**Document**
•••••
People v. Shipp
Decision Date | 05 October 2011 |
Docket Number | No. 2–10–0197.,2–10–0197. |
Citation | 2011 IL App (2d) 100197,958 N.E.2d 1128,354 Ill.Dec. 932 |
Parties | The PEOPLE of the State of Illinois, Plaintiff–Appellee, v. Phillip M. SHIPP, Defendant–Appellant. |
Court | United States Appellate Court of Illinois |
OPINION TEXT STARTS HERE
Thomas A. Lilien, Deputy Defender (Court-appointed), Mark G. Levine (Court-appointed), Office of the State Appellate Defender, Elgin, for Phillip M. Shipp.
John H. Vogt, Stephenson County State's Attorney, Freeport, Lawrence M. Bauer, Deputy Director, Barry W. Jacobs, State's Attorneys Appellate Prosecutor, for People.
[354 Ill.Dec. 934] ¶ 1 Defendant, Phillip M. Shipp, appeals from his conviction of possession of more than 1 gram but less than 15 grams of cocaine with intent to deliver within 1,000 feet of a church (720 ILCS 570/401(c)(2) (West 2000); 720 ILCS 570/407(b)(1) (West 2006)), a Class X felony. He contends that his trial counsel was ineffective for failing to move to discharge on speedy-trial grounds when the State was allowed to amend the information, which previously cited the Class 1 felony provision for possession with intent to deliver (720 ILCS 570/401(d) (West 2000); 720 ILCS 570/407(b)(2) (West 2006)). He contends that the amendment was a material change that charged a new offense. The State contends that the speedy-trial provisions were not implicated because the amendment was formal to correct a miswriting. We agree that the amendment was formal. Accordingly, we affirm.
•••••
**Data listing**
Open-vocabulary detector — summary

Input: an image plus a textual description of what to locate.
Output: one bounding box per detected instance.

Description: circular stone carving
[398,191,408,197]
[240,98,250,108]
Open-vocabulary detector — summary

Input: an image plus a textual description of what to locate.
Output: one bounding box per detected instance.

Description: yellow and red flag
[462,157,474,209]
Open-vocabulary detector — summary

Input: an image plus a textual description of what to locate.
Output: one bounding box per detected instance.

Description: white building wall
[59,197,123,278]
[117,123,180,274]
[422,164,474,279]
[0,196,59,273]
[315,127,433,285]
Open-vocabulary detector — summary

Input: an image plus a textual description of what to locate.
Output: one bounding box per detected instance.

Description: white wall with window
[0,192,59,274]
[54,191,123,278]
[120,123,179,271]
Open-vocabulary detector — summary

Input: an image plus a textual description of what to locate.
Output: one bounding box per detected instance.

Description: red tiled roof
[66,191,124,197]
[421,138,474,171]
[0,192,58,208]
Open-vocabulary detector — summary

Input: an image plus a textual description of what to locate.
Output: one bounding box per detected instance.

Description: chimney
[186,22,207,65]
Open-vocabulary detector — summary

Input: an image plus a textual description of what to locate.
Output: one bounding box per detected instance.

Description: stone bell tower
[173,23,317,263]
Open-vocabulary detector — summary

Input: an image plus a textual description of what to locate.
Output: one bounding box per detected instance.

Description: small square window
•••••
**Problems and tasks**
(1) Answer each question using the Shipp opinion.
(a) On what date was the decision issued?
(b) In which city is the Office of the State Appellate Defender listed?
(c) What class of felony was the defendant convicted of?
(2) List every attorney named in the Shipp opinion.
(3) Rewrite the Shipp opinion between "People v. Shipp" and "Phillip M. Shipp.", inclusive, changing "Court-appointed" to "court-assigned".

**Completed exercise**
(1)
(a) 05 October 2011
(b) Elgin
(c) A Class X felony

(2)
Thomas A. Lilien
Mark G. Levine
John H. Vogt
Lawrence M. Bauer
Barry W. Jacobs

(3)
People v. Shipp
Decision Date | 05 October 2011 |
Docket Number | No. 2–10–0197.,2–10–0197. |
Citation | 2011 IL App (2d) 100197,958 N.E.2d 1128,354 Ill.Dec. 932 |
Parties | The PEOPLE of the State of Illinois, Plaintiff–Appellee, v. Phillip M. SHIPP, Defendant–Appellant. |
Court | United States Appellate Court of Illinois |
OPINION TEXT STARTS HERE
Thomas A. Lilien, Deputy Defender (court-assigned), Mark G. Levine (court-assigned), Office of the State Appellate Defender, Elgin, for Phillip M. Shipp.